#### [Task set]
1 – Using the DPO training note, decide whether each statement agrees with it. Answer yes or no for each and quote the note's deciding words exactly. (a) For sequences of 1000+ tokens, the note advises lowering beta to 0.01 from 0.1. (b) The note says max_grad_norm=1.0 clipping keeps the 8-bit optimizer state from corrupting. (c) The note treats a fluctuating loss as proof that parameters are still being updated.
2 – Copy the passage of the DPO training note between "Switch to IPO" and "updates are happening.", inclusive, with no changes.

#### [Supplied text]
DPO training with trl DPOTrainer using adamw_8bit optimizer dies silently after gradient spikes — optimizer momentum/variance buffers get NaN'd, grad_norm drops to 0 permanently, but training continues burning GPU time with zero learning. Standard sigmoid DPO loss saturates to 0 or infinity when summed log-probability differences exceed ~50 (common with 1000+ token sequences where chosen and rejected texts are semantically very different). Even with max_grad_norm=1.0 clipping, the 8-bit optimizer state corrupts on extreme pre-clip gradient magnitudes.
Switch to IPO loss (loss_type='ipo' in trl DPOConfig). IPO uses a squared loss that is bounded and doesn't have sigmoid saturation. The optimizer survives gradient spikes that kill standard DPO.
Also reduce beta significantly (0.01 instead of 0.1) when sequences are long (1000+ tokens), because DPO/IPO reward signals scale with sequence length — the summed log-probability differences are proportional to token count.
Critical diagnostic: if you see grad_norm drop from thousands to exactly 0 or 1e-15 mid-training and stay there, the optimizer is dead. Cancel immediately — every subsequent step wastes GPU time with zero learning. The loss may still fluctuate (giving false impression of activity) but no parameter updates are happening.
Note: even with IPO + low beta, DPO is ineffective when chosen and rejected texts are semantically unrelated (e.g., author wrote about topic A, model hallucinated about topic B). DPO needs paired variations of the same response to learn useful preferences. For corpus-vs-model DPO, use on-policy pairs where both candidates come from the model's own distribution.

#### [Information given]
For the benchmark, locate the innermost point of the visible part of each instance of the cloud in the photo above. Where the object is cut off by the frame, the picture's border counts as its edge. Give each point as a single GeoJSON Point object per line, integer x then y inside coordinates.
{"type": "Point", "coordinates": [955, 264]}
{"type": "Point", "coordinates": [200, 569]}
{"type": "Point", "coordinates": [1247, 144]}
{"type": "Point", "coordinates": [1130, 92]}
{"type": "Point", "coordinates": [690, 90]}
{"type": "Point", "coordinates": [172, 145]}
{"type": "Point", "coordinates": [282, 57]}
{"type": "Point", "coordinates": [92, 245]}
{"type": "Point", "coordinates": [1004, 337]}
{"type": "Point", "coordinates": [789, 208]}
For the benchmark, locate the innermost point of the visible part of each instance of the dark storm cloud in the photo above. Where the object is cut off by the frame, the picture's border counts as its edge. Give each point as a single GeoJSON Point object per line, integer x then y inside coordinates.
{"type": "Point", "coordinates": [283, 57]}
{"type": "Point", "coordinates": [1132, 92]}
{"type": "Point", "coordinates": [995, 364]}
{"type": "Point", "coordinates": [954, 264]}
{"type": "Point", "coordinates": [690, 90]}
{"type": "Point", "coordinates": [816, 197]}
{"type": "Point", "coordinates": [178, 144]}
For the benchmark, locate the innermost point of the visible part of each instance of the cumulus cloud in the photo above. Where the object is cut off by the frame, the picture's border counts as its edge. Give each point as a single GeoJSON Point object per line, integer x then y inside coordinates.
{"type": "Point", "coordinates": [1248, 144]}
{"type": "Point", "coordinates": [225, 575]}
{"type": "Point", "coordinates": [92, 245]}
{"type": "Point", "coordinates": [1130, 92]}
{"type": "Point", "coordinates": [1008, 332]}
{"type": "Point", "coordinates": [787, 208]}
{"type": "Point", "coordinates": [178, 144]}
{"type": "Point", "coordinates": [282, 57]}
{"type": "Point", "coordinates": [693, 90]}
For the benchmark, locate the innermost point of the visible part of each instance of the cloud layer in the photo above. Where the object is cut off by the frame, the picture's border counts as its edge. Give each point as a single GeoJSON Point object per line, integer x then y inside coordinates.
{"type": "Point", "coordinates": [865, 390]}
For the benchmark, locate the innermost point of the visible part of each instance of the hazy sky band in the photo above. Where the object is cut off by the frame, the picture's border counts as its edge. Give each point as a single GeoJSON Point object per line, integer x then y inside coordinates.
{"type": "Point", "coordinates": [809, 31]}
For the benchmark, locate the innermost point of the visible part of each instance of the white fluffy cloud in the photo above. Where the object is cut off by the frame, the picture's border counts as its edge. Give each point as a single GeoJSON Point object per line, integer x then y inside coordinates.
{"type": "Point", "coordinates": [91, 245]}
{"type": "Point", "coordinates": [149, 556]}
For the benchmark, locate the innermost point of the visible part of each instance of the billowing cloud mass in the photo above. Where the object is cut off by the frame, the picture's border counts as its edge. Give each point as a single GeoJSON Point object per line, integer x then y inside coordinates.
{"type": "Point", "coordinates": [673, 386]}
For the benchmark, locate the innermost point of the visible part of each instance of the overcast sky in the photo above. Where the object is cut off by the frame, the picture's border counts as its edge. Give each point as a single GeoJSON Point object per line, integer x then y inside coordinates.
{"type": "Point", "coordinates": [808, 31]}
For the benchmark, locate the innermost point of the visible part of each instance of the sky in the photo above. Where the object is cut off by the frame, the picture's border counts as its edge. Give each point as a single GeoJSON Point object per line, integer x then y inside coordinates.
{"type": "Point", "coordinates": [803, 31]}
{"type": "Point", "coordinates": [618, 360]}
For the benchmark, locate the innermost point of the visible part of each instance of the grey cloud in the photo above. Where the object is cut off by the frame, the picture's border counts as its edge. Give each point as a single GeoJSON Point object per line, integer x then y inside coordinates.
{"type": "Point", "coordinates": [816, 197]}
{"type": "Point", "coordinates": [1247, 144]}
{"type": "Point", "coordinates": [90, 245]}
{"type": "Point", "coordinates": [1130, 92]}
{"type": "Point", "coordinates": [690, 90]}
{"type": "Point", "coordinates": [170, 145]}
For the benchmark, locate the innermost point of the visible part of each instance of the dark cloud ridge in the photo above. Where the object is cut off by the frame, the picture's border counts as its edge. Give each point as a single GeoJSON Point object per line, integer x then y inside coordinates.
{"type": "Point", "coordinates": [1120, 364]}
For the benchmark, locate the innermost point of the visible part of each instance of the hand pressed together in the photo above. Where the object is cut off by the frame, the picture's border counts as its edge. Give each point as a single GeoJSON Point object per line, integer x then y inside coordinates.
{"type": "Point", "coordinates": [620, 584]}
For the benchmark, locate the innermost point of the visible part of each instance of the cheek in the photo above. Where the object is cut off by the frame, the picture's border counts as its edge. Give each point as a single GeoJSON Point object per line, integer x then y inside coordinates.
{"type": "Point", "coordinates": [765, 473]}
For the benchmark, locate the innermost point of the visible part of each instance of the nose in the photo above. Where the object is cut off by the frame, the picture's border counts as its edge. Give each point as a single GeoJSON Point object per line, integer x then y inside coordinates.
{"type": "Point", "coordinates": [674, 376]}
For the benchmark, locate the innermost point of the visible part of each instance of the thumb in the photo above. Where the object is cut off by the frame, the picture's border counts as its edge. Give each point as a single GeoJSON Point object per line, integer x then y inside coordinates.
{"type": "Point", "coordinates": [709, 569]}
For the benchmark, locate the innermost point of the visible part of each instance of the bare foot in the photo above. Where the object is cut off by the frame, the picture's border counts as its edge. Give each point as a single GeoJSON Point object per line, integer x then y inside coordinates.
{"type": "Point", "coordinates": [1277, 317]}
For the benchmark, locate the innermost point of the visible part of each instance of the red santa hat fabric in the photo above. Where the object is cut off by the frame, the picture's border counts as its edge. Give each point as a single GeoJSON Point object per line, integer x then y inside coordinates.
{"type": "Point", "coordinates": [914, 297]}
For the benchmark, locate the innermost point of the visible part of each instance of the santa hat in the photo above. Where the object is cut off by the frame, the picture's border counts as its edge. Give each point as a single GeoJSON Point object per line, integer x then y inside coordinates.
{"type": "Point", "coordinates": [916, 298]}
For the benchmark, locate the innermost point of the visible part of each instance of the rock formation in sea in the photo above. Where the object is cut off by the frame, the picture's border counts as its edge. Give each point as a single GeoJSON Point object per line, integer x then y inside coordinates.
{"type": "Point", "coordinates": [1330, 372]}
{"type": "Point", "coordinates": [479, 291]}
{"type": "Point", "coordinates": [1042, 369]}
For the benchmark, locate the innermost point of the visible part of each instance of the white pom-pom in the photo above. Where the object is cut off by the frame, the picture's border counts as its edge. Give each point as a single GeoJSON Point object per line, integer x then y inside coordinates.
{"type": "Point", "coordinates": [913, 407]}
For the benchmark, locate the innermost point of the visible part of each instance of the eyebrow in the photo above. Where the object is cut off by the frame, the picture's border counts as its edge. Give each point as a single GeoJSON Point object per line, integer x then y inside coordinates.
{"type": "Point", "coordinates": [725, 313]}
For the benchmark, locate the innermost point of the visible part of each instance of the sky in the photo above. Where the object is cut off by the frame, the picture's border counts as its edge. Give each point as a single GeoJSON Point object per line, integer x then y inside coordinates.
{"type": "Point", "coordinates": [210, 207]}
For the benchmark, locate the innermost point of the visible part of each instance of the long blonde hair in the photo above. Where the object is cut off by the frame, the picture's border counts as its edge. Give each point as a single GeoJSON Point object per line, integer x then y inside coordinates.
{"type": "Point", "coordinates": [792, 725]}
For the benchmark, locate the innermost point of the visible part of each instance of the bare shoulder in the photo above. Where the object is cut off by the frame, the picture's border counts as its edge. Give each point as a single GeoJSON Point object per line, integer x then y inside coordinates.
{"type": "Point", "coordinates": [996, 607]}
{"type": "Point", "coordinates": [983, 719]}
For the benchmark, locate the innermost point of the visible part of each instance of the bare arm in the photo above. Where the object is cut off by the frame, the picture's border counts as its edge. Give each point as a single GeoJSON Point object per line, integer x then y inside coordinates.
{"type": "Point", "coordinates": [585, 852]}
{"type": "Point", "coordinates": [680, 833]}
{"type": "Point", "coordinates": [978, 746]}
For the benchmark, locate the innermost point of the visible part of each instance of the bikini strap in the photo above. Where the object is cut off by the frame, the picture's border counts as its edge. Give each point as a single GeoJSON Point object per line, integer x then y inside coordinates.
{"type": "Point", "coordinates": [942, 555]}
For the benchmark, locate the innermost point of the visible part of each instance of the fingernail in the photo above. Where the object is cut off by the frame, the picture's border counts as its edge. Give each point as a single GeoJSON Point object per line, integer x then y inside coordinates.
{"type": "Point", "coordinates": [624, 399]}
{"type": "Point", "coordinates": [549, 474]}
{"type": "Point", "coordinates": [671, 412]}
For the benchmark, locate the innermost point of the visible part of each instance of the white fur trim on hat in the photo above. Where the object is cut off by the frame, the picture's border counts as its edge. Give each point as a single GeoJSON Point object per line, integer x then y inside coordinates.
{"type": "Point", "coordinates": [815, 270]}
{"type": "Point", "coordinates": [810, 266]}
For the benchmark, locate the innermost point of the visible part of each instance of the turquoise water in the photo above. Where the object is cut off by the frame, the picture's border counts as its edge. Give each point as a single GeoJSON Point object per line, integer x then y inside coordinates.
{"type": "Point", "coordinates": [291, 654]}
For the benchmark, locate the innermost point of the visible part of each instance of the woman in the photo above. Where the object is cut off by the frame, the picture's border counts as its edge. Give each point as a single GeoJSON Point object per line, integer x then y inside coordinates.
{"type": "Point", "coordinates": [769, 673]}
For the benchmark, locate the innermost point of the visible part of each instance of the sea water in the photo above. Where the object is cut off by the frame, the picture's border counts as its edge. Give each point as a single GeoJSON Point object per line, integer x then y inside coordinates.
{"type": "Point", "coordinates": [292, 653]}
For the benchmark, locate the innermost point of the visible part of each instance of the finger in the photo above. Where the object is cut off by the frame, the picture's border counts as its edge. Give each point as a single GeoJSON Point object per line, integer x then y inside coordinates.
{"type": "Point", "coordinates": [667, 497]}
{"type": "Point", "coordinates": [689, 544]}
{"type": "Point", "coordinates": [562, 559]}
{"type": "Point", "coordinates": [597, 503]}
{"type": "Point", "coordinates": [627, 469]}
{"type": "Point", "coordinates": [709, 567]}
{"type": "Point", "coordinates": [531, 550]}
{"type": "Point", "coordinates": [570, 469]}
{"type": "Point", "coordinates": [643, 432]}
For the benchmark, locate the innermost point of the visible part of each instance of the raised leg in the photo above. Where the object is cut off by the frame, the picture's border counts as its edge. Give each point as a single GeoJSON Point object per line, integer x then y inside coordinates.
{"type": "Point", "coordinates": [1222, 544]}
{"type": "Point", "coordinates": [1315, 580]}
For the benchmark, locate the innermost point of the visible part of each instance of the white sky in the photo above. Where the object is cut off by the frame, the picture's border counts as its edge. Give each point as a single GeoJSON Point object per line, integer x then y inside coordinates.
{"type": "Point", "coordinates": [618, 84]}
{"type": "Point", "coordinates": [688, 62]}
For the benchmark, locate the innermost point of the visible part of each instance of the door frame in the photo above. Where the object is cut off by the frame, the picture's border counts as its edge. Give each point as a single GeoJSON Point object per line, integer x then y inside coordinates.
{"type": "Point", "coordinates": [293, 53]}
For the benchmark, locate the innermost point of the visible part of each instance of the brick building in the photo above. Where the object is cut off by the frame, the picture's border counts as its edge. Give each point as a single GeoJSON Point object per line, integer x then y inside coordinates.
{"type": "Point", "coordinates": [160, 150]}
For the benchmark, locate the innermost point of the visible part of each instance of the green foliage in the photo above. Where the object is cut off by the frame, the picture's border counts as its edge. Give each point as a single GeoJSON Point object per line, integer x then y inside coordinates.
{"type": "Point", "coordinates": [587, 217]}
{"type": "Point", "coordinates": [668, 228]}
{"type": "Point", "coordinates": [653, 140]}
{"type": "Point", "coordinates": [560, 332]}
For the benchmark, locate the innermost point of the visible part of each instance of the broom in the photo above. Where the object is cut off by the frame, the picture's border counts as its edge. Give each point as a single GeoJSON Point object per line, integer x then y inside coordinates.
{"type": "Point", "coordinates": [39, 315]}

#### [Results of the exercise]
1 –
(a) Yes: "reduce beta significantly (0.01 instead of 0.1) when sequences are long (1000+ tokens)"
(b) No: "Even with max_grad_norm=1.0 clipping, the 8-bit optimizer state corrupts on extreme pre-clip gradient magnitudes."
(c) No: "The loss may still fluctuate (giving false impression of activity) but no parameter updates are happening."

2 –
Switch to IPO loss (loss_type='ipo' in trl DPOConfig). IPO uses a squared loss that is bounded and doesn't have sigmoid saturation. The optimizer survives gradient spikes that kill standard DPO.
Also reduce beta significantly (0.01 instead of 0.1) when sequences are long (1000+ tokens), because DPO/IPO reward signals scale with sequence length — the summed log-probability differences are proportional to token count.
Critical diagnostic: if you see grad_norm drop from thousands to exactly 0 or 1e-15 mid-training and stay there, the optimizer is dead. Cancel immediately — every subsequent step wastes GPU time with zero learning. The loss may still fluctuate (giving false impression of activity) but no parameter updates are happening.